--- Start of SUPPLIED DATA ---

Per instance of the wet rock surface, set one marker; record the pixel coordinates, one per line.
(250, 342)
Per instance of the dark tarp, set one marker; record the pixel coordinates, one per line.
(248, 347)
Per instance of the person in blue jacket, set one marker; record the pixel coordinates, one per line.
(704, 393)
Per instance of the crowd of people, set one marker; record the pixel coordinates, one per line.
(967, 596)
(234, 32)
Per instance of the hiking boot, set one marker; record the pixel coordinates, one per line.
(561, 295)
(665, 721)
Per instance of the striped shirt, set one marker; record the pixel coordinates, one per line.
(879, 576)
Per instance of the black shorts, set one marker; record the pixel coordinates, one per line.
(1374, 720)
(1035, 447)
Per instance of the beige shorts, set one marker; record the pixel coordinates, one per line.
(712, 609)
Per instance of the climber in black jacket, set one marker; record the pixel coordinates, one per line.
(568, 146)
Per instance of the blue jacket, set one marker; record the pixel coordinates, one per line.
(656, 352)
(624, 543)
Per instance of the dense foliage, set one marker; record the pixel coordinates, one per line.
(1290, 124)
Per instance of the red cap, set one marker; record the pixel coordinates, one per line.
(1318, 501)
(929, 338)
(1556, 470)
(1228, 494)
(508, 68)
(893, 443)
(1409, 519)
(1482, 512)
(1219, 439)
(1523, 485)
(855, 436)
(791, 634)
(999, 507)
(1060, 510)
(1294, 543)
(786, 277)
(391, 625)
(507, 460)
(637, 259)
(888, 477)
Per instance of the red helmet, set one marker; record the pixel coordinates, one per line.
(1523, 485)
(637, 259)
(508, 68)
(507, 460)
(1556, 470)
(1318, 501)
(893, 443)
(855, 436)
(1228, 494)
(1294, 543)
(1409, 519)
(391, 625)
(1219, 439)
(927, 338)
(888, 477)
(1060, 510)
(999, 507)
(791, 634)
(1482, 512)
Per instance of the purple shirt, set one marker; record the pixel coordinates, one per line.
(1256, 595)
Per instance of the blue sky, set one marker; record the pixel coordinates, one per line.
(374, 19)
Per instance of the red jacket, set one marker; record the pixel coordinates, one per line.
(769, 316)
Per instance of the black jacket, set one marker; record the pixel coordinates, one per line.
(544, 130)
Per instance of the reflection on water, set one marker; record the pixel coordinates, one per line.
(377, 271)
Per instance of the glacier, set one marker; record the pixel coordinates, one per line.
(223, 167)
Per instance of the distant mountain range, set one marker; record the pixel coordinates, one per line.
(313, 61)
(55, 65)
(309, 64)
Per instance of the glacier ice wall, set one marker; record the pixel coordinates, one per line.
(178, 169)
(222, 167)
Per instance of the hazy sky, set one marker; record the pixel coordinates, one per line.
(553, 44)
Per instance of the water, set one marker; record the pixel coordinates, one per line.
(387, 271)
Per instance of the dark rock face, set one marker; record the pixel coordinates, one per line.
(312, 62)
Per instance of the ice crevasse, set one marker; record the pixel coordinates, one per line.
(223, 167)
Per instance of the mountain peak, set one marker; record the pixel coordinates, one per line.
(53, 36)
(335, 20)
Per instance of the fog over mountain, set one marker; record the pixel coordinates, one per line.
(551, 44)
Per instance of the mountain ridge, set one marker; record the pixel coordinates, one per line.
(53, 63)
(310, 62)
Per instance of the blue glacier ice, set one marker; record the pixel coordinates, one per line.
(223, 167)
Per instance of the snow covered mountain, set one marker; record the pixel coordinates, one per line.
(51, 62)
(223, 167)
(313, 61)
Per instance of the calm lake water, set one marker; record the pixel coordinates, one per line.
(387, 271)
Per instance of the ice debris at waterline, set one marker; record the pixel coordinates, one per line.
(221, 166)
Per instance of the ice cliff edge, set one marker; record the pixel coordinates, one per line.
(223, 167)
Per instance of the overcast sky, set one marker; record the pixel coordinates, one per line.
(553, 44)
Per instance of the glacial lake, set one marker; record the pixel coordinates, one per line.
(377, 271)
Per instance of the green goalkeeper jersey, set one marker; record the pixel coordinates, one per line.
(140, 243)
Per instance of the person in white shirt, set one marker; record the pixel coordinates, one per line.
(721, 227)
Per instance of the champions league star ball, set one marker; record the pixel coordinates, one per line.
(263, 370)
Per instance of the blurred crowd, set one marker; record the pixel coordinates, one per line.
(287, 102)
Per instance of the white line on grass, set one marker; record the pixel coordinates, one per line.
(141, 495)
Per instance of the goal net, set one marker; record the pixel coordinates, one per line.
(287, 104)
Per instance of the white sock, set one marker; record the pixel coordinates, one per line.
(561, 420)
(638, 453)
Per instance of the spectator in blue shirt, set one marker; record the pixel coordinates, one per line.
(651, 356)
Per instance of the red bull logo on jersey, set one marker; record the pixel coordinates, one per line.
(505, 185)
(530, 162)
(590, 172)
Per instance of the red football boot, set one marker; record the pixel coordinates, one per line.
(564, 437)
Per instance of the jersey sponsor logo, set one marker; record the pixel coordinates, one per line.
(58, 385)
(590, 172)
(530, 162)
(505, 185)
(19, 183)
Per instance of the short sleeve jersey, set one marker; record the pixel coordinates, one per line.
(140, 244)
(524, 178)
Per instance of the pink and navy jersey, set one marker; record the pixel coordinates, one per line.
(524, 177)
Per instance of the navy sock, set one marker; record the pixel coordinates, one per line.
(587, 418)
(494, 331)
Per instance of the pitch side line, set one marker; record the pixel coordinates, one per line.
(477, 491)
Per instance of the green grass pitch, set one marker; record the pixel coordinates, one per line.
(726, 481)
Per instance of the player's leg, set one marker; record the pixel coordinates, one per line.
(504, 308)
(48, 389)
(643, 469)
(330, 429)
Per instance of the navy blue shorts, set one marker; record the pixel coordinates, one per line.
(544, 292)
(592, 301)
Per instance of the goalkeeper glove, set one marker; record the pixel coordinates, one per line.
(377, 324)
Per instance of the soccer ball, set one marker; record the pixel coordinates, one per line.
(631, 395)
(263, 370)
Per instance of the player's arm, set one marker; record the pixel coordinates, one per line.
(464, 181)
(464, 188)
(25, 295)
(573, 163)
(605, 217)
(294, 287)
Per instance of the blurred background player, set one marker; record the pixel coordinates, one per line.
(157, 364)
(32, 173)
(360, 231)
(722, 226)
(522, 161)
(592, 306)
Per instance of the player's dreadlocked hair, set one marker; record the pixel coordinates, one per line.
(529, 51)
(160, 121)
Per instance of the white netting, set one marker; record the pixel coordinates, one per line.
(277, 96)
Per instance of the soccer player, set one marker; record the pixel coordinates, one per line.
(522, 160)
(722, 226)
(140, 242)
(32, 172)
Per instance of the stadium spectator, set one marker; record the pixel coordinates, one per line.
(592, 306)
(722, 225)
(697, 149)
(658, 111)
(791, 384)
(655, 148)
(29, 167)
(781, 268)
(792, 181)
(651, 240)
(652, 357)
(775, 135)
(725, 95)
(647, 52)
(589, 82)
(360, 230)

--- End of SUPPLIED DATA ---

- _REQUIREMENT_
Output as a JSON list of strings, one per line and skipping blank lines, the lines of the listing from its start through the line containing "(1035, 447)", inclusive.

- _TASK RESULT_
[
  "Per instance of the wet rock surface, set one marker; record the pixel coordinates, one per line.",
  "(250, 342)",
  "Per instance of the dark tarp, set one marker; record the pixel coordinates, one per line.",
  "(248, 347)",
  "Per instance of the person in blue jacket, set one marker; record the pixel coordinates, one per line.",
  "(704, 393)",
  "Per instance of the crowd of people, set one marker; record the pixel coordinates, one per line.",
  "(967, 596)",
  "(234, 32)",
  "Per instance of the hiking boot, set one marker; record the pixel coordinates, one per line.",
  "(561, 295)",
  "(665, 721)",
  "Per instance of the striped shirt, set one marker; record the pixel coordinates, one per line.",
  "(879, 576)",
  "Per instance of the black shorts, set one marker; record the pixel coordinates, one per line.",
  "(1374, 720)",
  "(1035, 447)"
]